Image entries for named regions
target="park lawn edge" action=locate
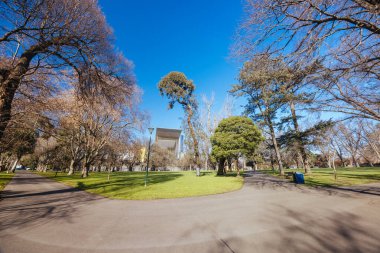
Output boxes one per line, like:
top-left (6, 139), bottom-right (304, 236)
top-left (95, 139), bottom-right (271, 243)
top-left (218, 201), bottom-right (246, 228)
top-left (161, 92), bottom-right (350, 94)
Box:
top-left (261, 167), bottom-right (380, 188)
top-left (0, 171), bottom-right (15, 192)
top-left (33, 171), bottom-right (245, 201)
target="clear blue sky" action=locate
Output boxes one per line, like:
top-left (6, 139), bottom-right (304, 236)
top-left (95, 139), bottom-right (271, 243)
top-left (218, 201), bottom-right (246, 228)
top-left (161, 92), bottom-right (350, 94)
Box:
top-left (100, 0), bottom-right (243, 134)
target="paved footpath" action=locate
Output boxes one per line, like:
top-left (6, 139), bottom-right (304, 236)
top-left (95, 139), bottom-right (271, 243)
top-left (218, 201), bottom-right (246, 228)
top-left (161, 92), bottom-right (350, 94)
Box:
top-left (0, 172), bottom-right (380, 253)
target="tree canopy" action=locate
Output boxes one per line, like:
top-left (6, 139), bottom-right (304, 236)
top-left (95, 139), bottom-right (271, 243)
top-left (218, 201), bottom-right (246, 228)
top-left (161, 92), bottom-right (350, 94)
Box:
top-left (211, 116), bottom-right (263, 174)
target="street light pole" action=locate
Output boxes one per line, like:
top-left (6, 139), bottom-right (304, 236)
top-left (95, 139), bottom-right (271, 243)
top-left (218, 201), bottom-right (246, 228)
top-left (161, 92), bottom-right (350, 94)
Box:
top-left (145, 127), bottom-right (154, 187)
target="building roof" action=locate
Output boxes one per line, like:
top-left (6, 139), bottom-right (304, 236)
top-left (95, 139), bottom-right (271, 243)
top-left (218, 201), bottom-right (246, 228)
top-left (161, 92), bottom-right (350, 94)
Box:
top-left (156, 128), bottom-right (182, 140)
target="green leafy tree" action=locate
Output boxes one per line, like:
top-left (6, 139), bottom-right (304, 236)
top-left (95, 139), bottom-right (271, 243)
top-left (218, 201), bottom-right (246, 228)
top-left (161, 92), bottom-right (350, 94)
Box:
top-left (158, 71), bottom-right (199, 167)
top-left (211, 116), bottom-right (264, 175)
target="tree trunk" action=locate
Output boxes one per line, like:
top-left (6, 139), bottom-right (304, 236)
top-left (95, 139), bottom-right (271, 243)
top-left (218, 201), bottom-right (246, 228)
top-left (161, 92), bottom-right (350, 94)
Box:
top-left (268, 120), bottom-right (285, 176)
top-left (352, 156), bottom-right (360, 168)
top-left (217, 158), bottom-right (225, 176)
top-left (0, 49), bottom-right (40, 140)
top-left (187, 105), bottom-right (199, 167)
top-left (234, 159), bottom-right (240, 176)
top-left (290, 101), bottom-right (311, 174)
top-left (8, 157), bottom-right (20, 173)
top-left (67, 159), bottom-right (75, 176)
top-left (81, 164), bottom-right (90, 178)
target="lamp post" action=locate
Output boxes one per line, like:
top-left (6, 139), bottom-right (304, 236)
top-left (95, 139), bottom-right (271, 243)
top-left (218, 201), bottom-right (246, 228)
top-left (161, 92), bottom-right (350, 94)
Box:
top-left (145, 127), bottom-right (154, 187)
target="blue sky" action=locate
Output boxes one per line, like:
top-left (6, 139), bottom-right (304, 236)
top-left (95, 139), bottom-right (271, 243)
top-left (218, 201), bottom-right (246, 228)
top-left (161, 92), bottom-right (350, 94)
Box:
top-left (100, 0), bottom-right (243, 134)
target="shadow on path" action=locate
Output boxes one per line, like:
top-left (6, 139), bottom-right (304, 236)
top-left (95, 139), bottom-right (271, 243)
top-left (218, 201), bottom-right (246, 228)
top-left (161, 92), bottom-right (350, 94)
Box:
top-left (0, 172), bottom-right (102, 233)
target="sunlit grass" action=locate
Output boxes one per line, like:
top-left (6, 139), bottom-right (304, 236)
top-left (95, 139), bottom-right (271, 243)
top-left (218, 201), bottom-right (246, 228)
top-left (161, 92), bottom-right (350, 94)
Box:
top-left (0, 171), bottom-right (14, 191)
top-left (39, 171), bottom-right (243, 200)
top-left (265, 167), bottom-right (380, 186)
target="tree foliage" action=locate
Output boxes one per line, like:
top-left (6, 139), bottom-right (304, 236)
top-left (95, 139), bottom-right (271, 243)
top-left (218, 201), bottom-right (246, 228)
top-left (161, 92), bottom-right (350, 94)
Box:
top-left (211, 116), bottom-right (263, 174)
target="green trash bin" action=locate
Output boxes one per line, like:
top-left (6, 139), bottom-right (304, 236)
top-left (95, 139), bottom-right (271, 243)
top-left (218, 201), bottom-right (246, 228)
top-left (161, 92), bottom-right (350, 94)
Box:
top-left (293, 172), bottom-right (305, 184)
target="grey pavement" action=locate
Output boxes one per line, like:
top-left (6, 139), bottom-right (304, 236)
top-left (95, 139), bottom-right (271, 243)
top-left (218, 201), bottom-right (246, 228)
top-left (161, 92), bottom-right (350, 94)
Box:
top-left (0, 172), bottom-right (380, 253)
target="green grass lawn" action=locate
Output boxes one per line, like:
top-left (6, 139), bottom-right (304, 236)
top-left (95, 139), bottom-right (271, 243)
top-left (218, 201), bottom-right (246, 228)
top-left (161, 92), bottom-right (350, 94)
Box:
top-left (39, 171), bottom-right (243, 200)
top-left (265, 167), bottom-right (380, 186)
top-left (0, 171), bottom-right (14, 191)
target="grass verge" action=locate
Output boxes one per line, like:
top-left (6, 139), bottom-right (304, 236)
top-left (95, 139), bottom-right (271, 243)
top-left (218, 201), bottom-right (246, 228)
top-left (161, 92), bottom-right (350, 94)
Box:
top-left (35, 171), bottom-right (243, 200)
top-left (0, 171), bottom-right (14, 191)
top-left (265, 167), bottom-right (380, 186)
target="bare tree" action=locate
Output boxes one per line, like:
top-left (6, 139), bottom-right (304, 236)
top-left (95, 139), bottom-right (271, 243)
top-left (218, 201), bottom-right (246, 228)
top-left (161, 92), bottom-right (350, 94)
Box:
top-left (235, 0), bottom-right (380, 120)
top-left (0, 0), bottom-right (134, 138)
top-left (231, 56), bottom-right (289, 175)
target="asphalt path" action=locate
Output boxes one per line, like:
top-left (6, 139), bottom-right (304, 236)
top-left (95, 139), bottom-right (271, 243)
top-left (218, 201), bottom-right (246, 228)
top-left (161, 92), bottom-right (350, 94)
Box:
top-left (0, 172), bottom-right (380, 253)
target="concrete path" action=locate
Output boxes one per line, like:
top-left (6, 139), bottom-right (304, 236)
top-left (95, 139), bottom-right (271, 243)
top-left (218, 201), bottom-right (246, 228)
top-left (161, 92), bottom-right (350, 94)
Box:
top-left (0, 172), bottom-right (380, 253)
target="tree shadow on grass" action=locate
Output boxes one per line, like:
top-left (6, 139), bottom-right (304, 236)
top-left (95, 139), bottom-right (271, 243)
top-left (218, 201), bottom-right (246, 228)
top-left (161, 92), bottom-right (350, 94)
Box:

Set exercise
Pull out every line above that has the word "green" in it.

Finished exercise
target="green leafy tree" action=locate
target="green trash bin" action=locate
target="green grass lawn" action=locate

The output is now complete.